_Stated goal_:
Restate each line of the listing exactly, without carrying over any pictures.

---------- Exercise material ----------

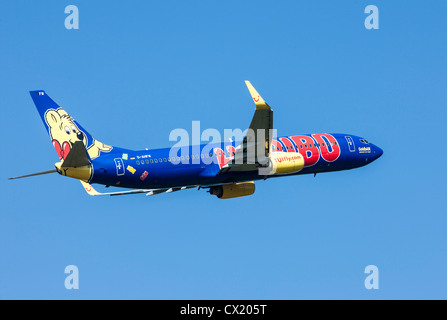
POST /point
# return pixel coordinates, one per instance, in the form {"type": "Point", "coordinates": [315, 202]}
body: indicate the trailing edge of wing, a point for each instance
{"type": "Point", "coordinates": [149, 192]}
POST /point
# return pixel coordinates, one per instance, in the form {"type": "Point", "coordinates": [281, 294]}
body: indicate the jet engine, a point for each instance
{"type": "Point", "coordinates": [235, 190]}
{"type": "Point", "coordinates": [284, 163]}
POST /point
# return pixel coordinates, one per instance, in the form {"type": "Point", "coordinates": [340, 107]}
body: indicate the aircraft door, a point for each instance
{"type": "Point", "coordinates": [351, 144]}
{"type": "Point", "coordinates": [119, 167]}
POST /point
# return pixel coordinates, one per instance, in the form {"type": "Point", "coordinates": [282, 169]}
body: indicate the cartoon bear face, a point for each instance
{"type": "Point", "coordinates": [63, 131]}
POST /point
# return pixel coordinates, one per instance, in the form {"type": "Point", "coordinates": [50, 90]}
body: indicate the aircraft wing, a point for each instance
{"type": "Point", "coordinates": [149, 192]}
{"type": "Point", "coordinates": [258, 139]}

----------

_Complete output_:
POST /point
# return pixel coordinates, one per instance, in the form {"type": "Point", "coordinates": [315, 202]}
body: indicate the trailing edge of wing, a point for each instance
{"type": "Point", "coordinates": [149, 192]}
POST /point
# return pixel coordinates, one per instance, in the form {"type": "Point", "coordinates": [281, 294]}
body: indicate the jet engine, a point for each instance
{"type": "Point", "coordinates": [235, 190]}
{"type": "Point", "coordinates": [284, 163]}
POST /point
# return pixel coordinates, one per instance, in the form {"type": "Point", "coordinates": [340, 107]}
body: indicate the aircraft door, a point for each instance
{"type": "Point", "coordinates": [351, 144]}
{"type": "Point", "coordinates": [119, 167]}
POST /point
# return pixel coordinates, one per instance, in the form {"type": "Point", "coordinates": [282, 169]}
body: indicate the cartoon bear face, a point for each instance
{"type": "Point", "coordinates": [63, 131]}
POST /point
# return pixel coordinates, one per instance, in the form {"type": "Point", "coordinates": [50, 90]}
body: indicate the aircraft wing, a point for each instance
{"type": "Point", "coordinates": [149, 192]}
{"type": "Point", "coordinates": [258, 139]}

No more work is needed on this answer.